» Written request: Reproduce every one of the records below line for line, changing nothing.

━━━━━ Data shown

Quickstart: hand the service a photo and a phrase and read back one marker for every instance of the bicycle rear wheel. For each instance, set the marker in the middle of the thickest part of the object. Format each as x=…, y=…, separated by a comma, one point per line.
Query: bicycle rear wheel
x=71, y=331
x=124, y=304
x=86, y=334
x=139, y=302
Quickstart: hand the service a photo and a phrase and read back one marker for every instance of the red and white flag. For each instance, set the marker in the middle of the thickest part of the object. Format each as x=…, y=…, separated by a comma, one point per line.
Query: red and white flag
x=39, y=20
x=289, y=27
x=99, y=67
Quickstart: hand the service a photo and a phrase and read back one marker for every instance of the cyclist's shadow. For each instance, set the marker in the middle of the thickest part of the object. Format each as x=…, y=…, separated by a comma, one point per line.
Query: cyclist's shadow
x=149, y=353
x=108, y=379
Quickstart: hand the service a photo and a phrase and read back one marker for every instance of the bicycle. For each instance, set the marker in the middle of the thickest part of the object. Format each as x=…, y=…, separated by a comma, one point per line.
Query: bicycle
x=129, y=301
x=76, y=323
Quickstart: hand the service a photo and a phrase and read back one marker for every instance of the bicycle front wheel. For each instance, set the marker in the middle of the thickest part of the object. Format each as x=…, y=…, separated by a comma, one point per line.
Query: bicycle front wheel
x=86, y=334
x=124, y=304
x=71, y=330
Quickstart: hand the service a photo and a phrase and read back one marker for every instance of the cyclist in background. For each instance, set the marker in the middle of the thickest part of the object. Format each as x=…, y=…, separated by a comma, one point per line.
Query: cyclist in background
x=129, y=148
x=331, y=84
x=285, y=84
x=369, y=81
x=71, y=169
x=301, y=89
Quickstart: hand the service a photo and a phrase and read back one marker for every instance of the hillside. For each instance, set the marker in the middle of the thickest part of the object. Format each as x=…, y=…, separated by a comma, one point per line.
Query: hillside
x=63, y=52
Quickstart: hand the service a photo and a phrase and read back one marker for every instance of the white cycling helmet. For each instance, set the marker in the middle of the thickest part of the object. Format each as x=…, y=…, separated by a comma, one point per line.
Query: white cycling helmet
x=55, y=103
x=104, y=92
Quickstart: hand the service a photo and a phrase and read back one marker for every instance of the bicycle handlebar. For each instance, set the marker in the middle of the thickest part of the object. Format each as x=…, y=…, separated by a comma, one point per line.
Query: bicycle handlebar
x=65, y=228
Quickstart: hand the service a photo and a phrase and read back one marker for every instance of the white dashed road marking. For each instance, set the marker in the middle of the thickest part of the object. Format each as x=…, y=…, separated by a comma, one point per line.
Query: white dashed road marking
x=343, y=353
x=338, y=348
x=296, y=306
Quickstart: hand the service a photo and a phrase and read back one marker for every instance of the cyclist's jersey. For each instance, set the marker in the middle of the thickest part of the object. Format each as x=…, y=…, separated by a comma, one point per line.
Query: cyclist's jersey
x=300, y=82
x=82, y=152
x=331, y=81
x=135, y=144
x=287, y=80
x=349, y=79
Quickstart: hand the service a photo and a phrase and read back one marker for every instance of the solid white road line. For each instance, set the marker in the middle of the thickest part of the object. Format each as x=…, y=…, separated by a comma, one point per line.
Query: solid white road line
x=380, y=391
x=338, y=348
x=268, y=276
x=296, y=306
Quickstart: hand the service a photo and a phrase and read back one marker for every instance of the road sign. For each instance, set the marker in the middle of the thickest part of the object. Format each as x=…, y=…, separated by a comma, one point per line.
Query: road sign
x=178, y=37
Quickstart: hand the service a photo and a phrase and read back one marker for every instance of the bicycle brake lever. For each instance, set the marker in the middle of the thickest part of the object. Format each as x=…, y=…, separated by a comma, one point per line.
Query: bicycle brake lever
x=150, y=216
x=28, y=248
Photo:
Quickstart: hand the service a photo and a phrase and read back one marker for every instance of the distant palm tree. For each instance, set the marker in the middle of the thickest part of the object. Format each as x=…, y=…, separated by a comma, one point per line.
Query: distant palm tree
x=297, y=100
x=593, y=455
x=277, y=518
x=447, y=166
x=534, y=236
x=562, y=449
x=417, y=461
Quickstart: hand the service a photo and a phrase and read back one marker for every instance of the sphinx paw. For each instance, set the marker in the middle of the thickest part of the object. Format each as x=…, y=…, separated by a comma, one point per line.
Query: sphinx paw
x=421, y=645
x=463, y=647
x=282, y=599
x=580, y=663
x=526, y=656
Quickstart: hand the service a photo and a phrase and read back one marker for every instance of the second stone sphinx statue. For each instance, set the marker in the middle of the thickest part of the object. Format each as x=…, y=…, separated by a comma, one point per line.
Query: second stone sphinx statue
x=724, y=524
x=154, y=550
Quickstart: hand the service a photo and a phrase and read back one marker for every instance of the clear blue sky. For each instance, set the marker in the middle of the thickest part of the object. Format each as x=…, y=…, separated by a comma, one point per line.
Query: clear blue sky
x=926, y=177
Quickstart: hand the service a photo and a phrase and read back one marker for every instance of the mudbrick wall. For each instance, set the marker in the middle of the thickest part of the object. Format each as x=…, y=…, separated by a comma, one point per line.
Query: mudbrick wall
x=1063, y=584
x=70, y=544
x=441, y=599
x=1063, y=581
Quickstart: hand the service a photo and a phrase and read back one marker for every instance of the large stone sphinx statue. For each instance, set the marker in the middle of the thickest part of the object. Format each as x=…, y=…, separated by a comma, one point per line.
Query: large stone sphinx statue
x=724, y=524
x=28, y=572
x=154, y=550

━━━━━━━━━━

» Answer to this task:
Quickstart: hand the service a photo and a phrase and read back one marker for every instance of the bicycle rear wheel. For each instance, set the marker in the middle of the thickest part of the object. Format each as x=…, y=…, separated by a comma, one point per line.
Query: bicycle rear wheel
x=71, y=331
x=124, y=304
x=86, y=334
x=139, y=302
Quickstart: hand the service a photo and a phrase and read back one marker for every instance of the red and white flag. For each instance, set the marker in the middle of the thickest part of the object. Format each as x=…, y=…, separated by a comma, one point per line.
Query: red and white flag
x=39, y=20
x=289, y=27
x=99, y=67
Quickstart: hand the service a photo and a phrase and read back one marker for every instance of the cyclist's shadow. For each instance, set the marker in the middle of the thickest part of the object. Format each as x=…, y=…, separated by a comma, one point per line.
Query: cyclist's shadow
x=149, y=353
x=108, y=379
Quickstart: hand the service a photo and a phrase and read back one marker for every instance of the bicycle. For each instance, set the marker in the middle of the thickest part of the object. Format each as x=…, y=…, separated by a comma, one point per line.
Query: bicycle
x=129, y=301
x=76, y=323
Quickstart: hand the service a photo and a phrase and read back one marker for every instance of the bicycle front wheel. For each instance, set the marker in the middle of the thickest part of the object. Format each as x=…, y=…, separated by a comma, one point per line.
Query: bicycle front wheel
x=86, y=334
x=124, y=304
x=71, y=330
Quickstart: hand the service a photo and a phrase and read back one marker for every instance of the cyclist in background. For each instance, set the marker in the middle of the thickest part of the object. Format each as x=…, y=…, separated by a comma, one point per line.
Query: cyclist in background
x=129, y=148
x=331, y=84
x=285, y=84
x=369, y=81
x=71, y=169
x=301, y=89
Quickstart: hand the service a photo and a phrase and read back one marker for every instance of the hillside. For each instance, set the marker in the middle of the thickest part of the object. Format each as x=…, y=…, separated by a comma, one point per line.
Query: hillside
x=63, y=52
Quickstart: hand the service a photo and a phrase and read back one marker for every instance of the white cycling helmet. For each instance, set the marker in the middle of the thickest part of the object. Format each as x=…, y=…, separated by a comma, one point per line.
Query: white cycling helmet
x=55, y=103
x=104, y=92
Quickstart: hand the service a photo and a phrase and read back one marker for every instance of the bicycle handlebar. For each instance, set the marker in the middle of the thickest part of the object. Format each as x=…, y=…, separated by a comma, one point per line.
Query: bicycle handlebar
x=65, y=228
Quickstart: hand the service a photo and a phrase and read back one marker for every instance of the white dashed road marking. For each instance, set the marker in the middle of the thickest part of the object. Format each as x=…, y=…, separated by a comma, one point per line.
Query: white dashed road marking
x=343, y=353
x=338, y=348
x=296, y=306
Quickstart: hand the service a photo and a phrase and read back one marker for every instance of the cyclist's jersey. For each instance, set the marker in the middle of the thickest part of the object. Format each as x=…, y=…, separated by a comma, one point per line.
Query: cyclist's jersey
x=300, y=82
x=82, y=152
x=331, y=81
x=135, y=144
x=287, y=80
x=349, y=79
Quickstart: hand the service a photo and a phrase and read back one marker for every instance of the solid white road line. For each instance, set the marker in the middle of the thickest part of the object. Format each as x=…, y=…, separated by a comma, one point per line.
Query: solid white road line
x=380, y=391
x=338, y=348
x=268, y=276
x=296, y=306
Quickstart: hand the service a photo and a phrase and read back one marker for every instance of the road sign. For each instance, set the marker in the middle of the thickest part of the object. Format each as x=…, y=…, separated by a comma, one point per line.
Query: road sign
x=178, y=37
Quickstart: hand the service a photo and a phrase and read back one marker for every instance of the bicycle brake lever. For each instance, set the marker in the middle of the thickest part of the object. Format each as x=…, y=…, separated by a comma, one point per line.
Query: bicycle brake lever
x=150, y=216
x=28, y=248
Photo:
Quickstart: hand the service a photo and a phrase and read back one marker for every instance of the distant palm tree. For each instance, set the marker in the middle of the thickest part of the object. Format each as x=…, y=…, separated by a comma, one point per line.
Query: distant palm tree
x=297, y=100
x=593, y=455
x=277, y=518
x=447, y=166
x=534, y=236
x=562, y=449
x=417, y=461
Quickstart: hand the service a photo and a phrase and read back one marker for every instance of the sphinx paw. For each instance, set the marker in the middle of the thickest part of the object. Format each as x=…, y=…, separated by a comma, one point per line.
Query: sphinx paw
x=421, y=645
x=463, y=647
x=282, y=599
x=580, y=663
x=526, y=656
Quickstart: hand the service a photo and a phrase and read back one marker for every instance of the second stone sphinx statue. For each instance, set the marker in the middle of the thickest part of the object. Format each as x=…, y=…, separated by a comma, one point per line.
Query: second stone sphinx statue
x=724, y=524
x=154, y=550
Quickstart: hand the service a photo and a phrase and read back one marker for every instance of the clear blue sky. For each instance, set the marker in the middle of the thickest part of the object. Format each as x=…, y=…, separated by a comma, one point per line.
Query: clear blue sky
x=926, y=177
Quickstart: hand the service a photo and a phrase and read back one marker for every instance of the mudbrick wall. For each instance, set the marker in the middle of the thickest part of the object. Format each as x=…, y=…, separated by a comma, one point per line.
Query: mudbrick wall
x=1063, y=584
x=70, y=544
x=441, y=599
x=1063, y=581
Quickstart: hand the service a photo and a phrase and read back one marker for every instance of the large stone sphinx statue. For each instance, set the marker in the middle of the thickest part of the object. Format each as x=…, y=…, separated by a comma, one point per line.
Query: large stone sphinx statue
x=724, y=524
x=28, y=572
x=154, y=550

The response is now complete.